EXCERPTED DATA
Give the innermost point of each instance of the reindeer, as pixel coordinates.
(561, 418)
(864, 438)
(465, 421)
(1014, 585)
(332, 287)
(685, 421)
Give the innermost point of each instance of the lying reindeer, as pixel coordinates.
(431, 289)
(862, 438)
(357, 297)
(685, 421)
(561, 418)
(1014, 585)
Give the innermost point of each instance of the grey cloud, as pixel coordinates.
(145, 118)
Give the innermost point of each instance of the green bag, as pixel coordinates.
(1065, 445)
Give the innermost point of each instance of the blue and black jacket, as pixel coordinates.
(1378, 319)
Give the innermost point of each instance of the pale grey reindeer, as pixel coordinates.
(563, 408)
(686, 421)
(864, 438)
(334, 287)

==

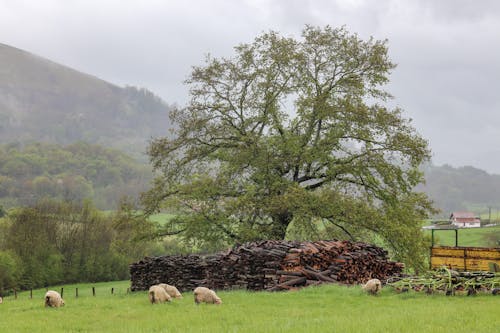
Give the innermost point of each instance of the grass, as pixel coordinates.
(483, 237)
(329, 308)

WHAT IS ASKED
Reproduce the data verbatim, from the line containing "Give the innermost point of each instance of the reindeer, as" up to and including the line containing "(1378, 319)".

RESPONSE TO THE TASK
Give the innermost point of each instance of the reindeer, as pixel coordinates.
(561, 418)
(864, 438)
(465, 421)
(1014, 585)
(332, 287)
(685, 421)
Give the innermost point of each instance of the lying reindeer, as pixel coordinates.
(431, 289)
(862, 438)
(357, 297)
(685, 421)
(561, 418)
(1014, 585)
Give the innermost point of each instance of the grey cloud, as pixel coordinates.
(145, 118)
Give the innermost point of each instance of the green bag, as pixel coordinates.
(1065, 445)
Give the innermost point of each instance of the blue and black jacket, as pixel coordinates.
(1378, 319)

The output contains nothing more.